▶ _Data records_:

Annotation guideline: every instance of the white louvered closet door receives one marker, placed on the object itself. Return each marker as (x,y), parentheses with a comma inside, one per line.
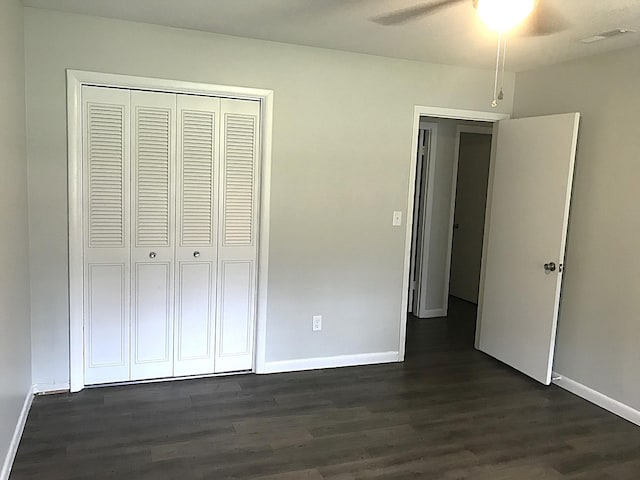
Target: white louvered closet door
(237,240)
(152,252)
(196,234)
(105,172)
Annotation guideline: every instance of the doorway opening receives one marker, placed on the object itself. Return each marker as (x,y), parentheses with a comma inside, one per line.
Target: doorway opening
(452,177)
(524,240)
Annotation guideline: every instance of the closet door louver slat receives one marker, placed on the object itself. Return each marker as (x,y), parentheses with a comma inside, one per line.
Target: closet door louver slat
(106,156)
(153,154)
(240,137)
(197,237)
(106,162)
(238,246)
(152,255)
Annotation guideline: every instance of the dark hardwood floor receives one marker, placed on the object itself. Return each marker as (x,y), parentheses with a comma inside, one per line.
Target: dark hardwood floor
(449,412)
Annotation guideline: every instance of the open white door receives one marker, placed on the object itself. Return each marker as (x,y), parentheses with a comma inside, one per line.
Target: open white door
(527,217)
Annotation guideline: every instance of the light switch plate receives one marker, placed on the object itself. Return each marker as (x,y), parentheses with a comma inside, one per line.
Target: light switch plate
(397,219)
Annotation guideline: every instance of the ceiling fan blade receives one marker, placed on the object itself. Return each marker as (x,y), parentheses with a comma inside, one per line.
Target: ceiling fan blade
(407,14)
(544,20)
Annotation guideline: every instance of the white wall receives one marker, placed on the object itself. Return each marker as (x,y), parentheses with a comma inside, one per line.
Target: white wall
(598,341)
(15,355)
(337,176)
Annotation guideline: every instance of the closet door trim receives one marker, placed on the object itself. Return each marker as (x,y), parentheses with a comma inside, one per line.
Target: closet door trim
(76,79)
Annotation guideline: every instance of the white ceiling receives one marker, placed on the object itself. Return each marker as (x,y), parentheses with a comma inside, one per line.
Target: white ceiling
(454,36)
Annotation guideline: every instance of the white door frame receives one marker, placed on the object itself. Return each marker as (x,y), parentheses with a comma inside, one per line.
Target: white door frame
(437,112)
(75,80)
(460,129)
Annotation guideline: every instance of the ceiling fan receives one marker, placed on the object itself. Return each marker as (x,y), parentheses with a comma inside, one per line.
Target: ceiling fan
(541,17)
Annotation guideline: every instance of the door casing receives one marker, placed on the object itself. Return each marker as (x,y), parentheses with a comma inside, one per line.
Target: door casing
(75,80)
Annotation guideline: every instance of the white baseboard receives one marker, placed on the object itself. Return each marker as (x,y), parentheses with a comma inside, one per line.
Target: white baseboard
(50,387)
(17,435)
(600,399)
(330,362)
(433,313)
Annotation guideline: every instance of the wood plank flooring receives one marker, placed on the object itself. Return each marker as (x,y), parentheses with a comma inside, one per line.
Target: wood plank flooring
(449,412)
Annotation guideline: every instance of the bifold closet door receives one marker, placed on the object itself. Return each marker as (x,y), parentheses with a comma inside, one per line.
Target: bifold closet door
(105,184)
(237,240)
(152,250)
(196,235)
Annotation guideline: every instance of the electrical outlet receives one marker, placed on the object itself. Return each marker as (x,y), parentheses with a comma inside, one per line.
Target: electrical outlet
(397,219)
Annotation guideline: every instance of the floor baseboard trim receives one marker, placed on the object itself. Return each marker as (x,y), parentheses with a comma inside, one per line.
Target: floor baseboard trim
(600,399)
(17,435)
(434,313)
(300,364)
(46,388)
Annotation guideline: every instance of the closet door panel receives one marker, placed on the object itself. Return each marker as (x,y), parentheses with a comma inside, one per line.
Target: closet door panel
(152,252)
(105,172)
(238,220)
(196,243)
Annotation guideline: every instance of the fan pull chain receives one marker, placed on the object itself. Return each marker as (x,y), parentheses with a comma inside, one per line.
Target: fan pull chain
(504,61)
(494,103)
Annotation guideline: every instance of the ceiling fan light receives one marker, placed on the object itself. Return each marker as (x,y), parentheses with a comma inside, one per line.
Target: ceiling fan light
(503,15)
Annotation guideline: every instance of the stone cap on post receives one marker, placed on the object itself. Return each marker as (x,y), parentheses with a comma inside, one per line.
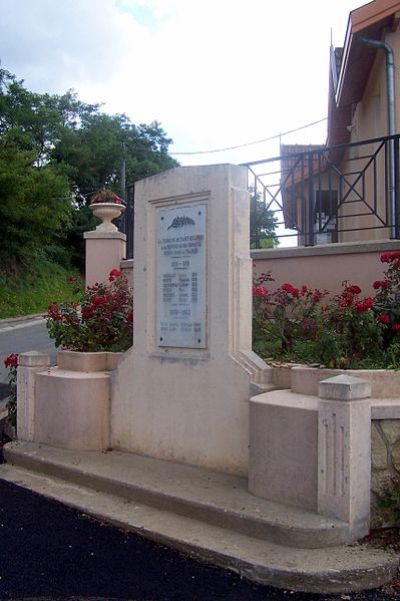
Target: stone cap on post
(33,359)
(344,388)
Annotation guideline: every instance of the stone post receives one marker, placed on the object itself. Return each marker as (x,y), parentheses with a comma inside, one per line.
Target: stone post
(104,251)
(29,364)
(344,452)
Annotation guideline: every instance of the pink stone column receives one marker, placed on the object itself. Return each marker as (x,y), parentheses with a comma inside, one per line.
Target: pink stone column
(104,252)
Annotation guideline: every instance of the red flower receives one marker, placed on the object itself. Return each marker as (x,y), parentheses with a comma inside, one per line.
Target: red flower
(99,300)
(364,305)
(260,291)
(114,273)
(354,289)
(390,257)
(317,295)
(11,360)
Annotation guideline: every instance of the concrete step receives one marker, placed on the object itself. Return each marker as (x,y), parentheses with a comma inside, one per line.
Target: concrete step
(204,513)
(329,570)
(212,497)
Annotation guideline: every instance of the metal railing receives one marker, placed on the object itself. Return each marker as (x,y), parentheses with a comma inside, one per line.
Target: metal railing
(326,194)
(322,195)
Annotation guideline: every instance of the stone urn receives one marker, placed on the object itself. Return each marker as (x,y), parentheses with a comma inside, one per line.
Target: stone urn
(107,211)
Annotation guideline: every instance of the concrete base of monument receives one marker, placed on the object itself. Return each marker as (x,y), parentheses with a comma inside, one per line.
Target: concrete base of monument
(207,514)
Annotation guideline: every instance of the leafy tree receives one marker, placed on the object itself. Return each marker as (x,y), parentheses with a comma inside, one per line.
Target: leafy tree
(263,223)
(35,207)
(55,151)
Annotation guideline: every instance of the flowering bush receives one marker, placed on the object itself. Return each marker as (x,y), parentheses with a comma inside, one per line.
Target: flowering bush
(283,317)
(350,331)
(105,195)
(103,321)
(11,363)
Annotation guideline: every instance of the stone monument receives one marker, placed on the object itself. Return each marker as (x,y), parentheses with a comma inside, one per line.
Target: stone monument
(182,391)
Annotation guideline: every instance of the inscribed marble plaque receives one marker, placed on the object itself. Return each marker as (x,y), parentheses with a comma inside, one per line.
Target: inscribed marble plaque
(181,276)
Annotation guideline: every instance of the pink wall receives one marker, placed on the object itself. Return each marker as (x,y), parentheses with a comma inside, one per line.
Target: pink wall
(326,266)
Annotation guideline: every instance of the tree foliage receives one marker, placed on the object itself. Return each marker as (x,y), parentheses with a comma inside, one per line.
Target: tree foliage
(263,223)
(55,151)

▶ _Required action_: Return word for word the lines above from the line with "Annotation guideline: every instance of the concrete base" to the line with "Annotation guideline: every instance of the inscribed", including both and leaving out all others.

▶ _Written solution_:
Annotation guideline: every instance of the concrete base of monument receives one marker, placed on the object itself. Return each marker as (x,y), parentheses with a comma inside, one per line.
Target: concrete base of monument
(207,514)
Annotation guideline: every instance of the leafy tree receives one marker, placed on the object itself. Return each marker as (x,y), parentheses with a comma inside, one per line.
Target: leafy tree
(263,223)
(35,207)
(55,151)
Annotation guideline: every instance of the flowering bush receives one marker, placed on the object itself. Return each marker as (x,y), parentheses with a comma inside, one per line.
Target: flowering bush
(283,317)
(350,331)
(105,195)
(103,321)
(11,363)
Annotation guideline: every instance of the stone monument receives one marker, placed on the object itself. Return each marker as (x,y), parentheses with a comma inside, one per line.
Target: stone monument
(182,391)
Annotation guideline: every instance of the inscribed marble plaque receives one marker, placed on the object itself. Return each marker as (x,y), parentheses with a comma inside, one per line.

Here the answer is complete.